━━━ Input for this task ━━━

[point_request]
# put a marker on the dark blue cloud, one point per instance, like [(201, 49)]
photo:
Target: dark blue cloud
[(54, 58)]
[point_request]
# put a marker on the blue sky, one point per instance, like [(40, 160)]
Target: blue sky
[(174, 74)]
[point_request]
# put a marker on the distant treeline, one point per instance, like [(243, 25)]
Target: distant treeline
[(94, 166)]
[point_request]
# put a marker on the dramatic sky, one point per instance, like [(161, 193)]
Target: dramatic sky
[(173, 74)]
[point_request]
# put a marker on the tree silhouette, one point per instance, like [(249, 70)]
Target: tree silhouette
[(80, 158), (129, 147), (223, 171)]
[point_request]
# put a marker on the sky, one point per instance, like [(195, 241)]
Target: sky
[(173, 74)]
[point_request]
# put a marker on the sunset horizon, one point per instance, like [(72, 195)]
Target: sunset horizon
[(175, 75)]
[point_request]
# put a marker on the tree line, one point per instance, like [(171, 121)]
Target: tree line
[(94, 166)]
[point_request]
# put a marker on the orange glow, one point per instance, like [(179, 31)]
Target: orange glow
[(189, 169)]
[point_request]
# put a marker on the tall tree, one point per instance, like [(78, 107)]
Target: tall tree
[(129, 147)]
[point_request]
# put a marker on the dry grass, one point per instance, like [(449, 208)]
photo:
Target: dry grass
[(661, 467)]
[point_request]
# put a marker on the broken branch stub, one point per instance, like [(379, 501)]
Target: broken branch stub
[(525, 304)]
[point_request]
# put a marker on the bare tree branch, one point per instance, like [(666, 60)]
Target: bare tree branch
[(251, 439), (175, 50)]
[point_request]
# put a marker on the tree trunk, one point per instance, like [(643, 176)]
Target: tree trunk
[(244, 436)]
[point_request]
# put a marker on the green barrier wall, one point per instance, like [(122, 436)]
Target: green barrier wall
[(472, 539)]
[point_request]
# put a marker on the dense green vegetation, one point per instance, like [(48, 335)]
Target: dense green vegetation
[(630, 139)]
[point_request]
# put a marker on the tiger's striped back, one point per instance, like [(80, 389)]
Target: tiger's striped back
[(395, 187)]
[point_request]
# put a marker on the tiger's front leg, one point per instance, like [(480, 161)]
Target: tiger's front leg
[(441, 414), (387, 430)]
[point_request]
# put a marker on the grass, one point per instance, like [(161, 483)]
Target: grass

━━━

(What you need to do)
Repeat the whole listing exactly, keeping every line intact.

(Exercise result)
[point_request]
# put a marker on the dark blue cloud, one point per instance, like [(201, 49)]
photo:
Target: dark blue cloud
[(54, 58)]
[point_request]
# put a marker on the blue sky, one point per instance, like [(40, 160)]
Target: blue sky
[(174, 74)]
[point_request]
# put a marker on the distant treeline, one point per instance, like [(243, 25)]
Target: distant treeline
[(94, 166)]
[point_request]
# put a marker on the dramatic sky, one point per instance, like [(161, 193)]
Target: dramatic sky
[(173, 74)]
[point_request]
# put a marker on the tree silhouette, one point per instance, like [(249, 70)]
Target: tree silhouette
[(80, 158), (129, 147), (223, 171)]
[point_request]
# put a marker on the sky, one point per instance, like [(195, 241)]
Target: sky
[(173, 74)]
[point_request]
# put a marker on the sunset horizon, one point per instance, like [(72, 195)]
Target: sunset horizon
[(175, 75)]
[point_request]
# put a marker on the tree line, one point per instance, like [(171, 121)]
Target: tree line
[(94, 166)]
[point_request]
# put a marker on the orange glow, one point per instance, like [(179, 31)]
Target: orange glow
[(189, 169)]
[point_request]
# put a marker on the tall tree, one point per instance, like [(78, 107)]
Target: tall tree
[(129, 147)]
[point_request]
# put a marker on the dry grass, one point per instance, like [(449, 208)]
photo:
Target: dry grass
[(661, 467)]
[point_request]
# put a marker on the broken branch stub, one point per instance, like [(379, 501)]
Target: broken branch stub
[(525, 304)]
[point_request]
# put a marker on the bare tree branch, one point per instance, like [(666, 60)]
Target: bare tree branch
[(251, 439), (175, 50)]
[point_request]
# put a marker on the tree trunk, one point per instance, like [(643, 176)]
Target: tree trunk
[(244, 436)]
[point_request]
# put a marker on the green barrier wall, one point per instance, like [(122, 436)]
Target: green barrier wall
[(472, 539)]
[point_request]
# put a marker on the dense green vegetation, one point per instance, like [(48, 335)]
Target: dense green vegetation
[(630, 139)]
[point_request]
# put a marker on the tiger's striped back, one point per instance, like [(80, 389)]
Target: tiger's striped back
[(395, 187)]
[point_request]
# put a marker on the tiger's front leg, one point per instance, like [(480, 161)]
Target: tiger's front leg
[(441, 414), (387, 430)]
[point_request]
# put a marker on the grass, one point per instance, like [(161, 483)]
Target: grass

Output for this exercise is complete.